» **Excerpted text**:
::::::::::
Dear lazyweb,
I need a tool to mirror a website locally (so I can browse it offline). Requirements:
– not GUI-based (I want to run it in a script)
– support recursive retrieval and include/exclude lists (like wget)
– no output when everything is fine, but still output errors (not possible with wget, which still output “basic information” when running with –no-verbose, and doesn’t output errors when running with –quiet)
– understands timestamps, and retransfers files if timestamps or sizes don’t match
– not too over-engineered, not too badly maintained, etc…
Thank you.
try lftp
Httrack may be able to do what you want although I never worried about the output too much. It is in the repos.
http://www.httrack.com/
The other thing you may want to look at is whether redirection of stdout/stderr would work for you.
http://tldp.org/HOWTO/Bash-Prog-Intro-HOWTO-3.html
Simple wget will do the trick for you. The other one that works well for me is httrack.
try this:
wget -cbm http://www.mysite.com
Well wget doesn’t work for me, because it outputs stuff even if you run it with -nv and everything goes fine. For example, I’d like to run it in a cron, and get a mail if something went wrong.
I’ll try lftp and httrack, thank you.
I think wwwoffle meets your requirements. Being a proxy with an offline mode it’s quite a bit different, but you can simply add (even recursive) fetch requests from command line.
Helmut
i’ll suggests httrack too
Would wget be a valid solution if it wasn’t because of that output messages you mention? Maybe it was something to comment to wget upstream, it might be possible to make them optional or something.
::::::::::
» **Supplied records**:
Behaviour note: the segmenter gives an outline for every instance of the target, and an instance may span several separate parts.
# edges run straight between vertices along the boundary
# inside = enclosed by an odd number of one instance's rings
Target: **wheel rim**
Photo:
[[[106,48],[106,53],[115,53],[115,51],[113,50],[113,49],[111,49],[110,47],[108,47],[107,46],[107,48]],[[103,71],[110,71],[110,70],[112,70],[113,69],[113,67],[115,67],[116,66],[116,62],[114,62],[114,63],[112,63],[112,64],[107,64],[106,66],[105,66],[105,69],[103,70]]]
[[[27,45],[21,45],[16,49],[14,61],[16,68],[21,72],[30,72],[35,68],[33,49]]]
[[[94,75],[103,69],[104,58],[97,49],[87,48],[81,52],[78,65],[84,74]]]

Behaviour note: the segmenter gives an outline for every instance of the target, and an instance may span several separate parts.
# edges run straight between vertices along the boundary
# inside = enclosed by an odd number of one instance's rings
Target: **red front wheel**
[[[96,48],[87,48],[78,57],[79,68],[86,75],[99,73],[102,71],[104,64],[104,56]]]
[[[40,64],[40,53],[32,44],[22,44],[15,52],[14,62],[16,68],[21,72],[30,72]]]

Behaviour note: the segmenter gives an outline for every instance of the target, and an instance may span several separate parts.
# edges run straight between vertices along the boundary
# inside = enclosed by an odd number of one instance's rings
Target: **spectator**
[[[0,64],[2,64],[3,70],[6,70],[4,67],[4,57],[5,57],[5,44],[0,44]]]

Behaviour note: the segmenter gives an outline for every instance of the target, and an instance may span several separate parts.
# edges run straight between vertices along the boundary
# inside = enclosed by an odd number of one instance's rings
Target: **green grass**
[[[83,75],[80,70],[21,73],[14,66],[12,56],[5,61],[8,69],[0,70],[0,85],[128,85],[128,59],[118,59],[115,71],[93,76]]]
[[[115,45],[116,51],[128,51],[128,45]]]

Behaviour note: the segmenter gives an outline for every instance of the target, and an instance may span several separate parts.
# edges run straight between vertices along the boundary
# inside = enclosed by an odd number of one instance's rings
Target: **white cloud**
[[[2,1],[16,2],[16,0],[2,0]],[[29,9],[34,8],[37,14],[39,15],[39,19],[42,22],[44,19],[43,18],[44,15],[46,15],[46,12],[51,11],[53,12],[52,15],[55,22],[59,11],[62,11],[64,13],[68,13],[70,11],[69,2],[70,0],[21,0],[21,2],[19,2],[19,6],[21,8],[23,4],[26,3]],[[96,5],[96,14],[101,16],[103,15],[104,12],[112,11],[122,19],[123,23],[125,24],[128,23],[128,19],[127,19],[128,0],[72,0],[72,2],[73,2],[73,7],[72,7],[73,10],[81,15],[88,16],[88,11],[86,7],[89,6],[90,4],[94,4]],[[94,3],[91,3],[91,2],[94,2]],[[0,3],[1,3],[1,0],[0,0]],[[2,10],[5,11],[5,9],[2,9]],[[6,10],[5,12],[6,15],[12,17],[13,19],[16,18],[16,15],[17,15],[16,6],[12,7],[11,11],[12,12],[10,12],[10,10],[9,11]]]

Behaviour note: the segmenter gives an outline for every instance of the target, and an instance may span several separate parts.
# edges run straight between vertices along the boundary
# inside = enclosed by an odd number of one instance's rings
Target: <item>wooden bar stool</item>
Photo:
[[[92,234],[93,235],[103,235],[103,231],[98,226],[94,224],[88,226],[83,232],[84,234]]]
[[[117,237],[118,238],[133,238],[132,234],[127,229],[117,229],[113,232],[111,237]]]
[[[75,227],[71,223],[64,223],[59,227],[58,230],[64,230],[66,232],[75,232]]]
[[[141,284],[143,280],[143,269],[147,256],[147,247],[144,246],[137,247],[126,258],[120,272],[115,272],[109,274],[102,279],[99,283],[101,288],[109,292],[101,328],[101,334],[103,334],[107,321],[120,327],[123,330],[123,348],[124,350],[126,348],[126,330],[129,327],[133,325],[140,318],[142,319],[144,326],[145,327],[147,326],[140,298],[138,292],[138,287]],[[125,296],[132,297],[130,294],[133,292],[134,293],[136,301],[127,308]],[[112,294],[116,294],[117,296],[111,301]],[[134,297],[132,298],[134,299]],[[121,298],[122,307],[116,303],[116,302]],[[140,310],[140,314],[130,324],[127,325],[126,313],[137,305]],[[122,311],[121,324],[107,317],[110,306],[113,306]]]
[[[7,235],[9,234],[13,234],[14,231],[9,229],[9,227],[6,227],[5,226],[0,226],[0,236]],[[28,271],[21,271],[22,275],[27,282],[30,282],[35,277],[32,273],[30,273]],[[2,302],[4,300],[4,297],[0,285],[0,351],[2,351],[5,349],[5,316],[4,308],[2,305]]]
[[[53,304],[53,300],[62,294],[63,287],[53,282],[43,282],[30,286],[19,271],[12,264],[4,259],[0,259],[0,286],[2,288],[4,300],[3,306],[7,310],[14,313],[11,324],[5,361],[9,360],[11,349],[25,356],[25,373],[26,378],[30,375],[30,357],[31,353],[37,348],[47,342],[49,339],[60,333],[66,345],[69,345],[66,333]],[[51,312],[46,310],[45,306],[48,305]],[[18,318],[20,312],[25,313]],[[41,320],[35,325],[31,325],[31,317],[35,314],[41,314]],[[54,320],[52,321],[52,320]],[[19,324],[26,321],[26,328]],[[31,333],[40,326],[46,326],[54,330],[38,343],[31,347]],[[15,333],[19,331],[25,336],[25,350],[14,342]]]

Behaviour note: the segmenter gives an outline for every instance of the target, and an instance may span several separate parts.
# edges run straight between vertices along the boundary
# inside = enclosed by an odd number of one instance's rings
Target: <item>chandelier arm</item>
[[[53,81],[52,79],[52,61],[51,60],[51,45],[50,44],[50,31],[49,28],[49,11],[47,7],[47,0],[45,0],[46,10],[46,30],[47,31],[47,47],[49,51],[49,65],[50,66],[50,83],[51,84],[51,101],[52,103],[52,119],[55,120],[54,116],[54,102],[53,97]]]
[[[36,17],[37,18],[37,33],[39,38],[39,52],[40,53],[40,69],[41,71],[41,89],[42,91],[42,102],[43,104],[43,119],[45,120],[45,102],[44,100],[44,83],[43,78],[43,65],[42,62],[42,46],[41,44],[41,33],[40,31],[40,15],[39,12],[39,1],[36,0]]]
::::::::::
» **Task directions**: In the forum thread on mirroring a website, which tool is described as a proxy with an offline mode? The material above comes from a different source than the forum thread.

» **Answer below**: wwwoffle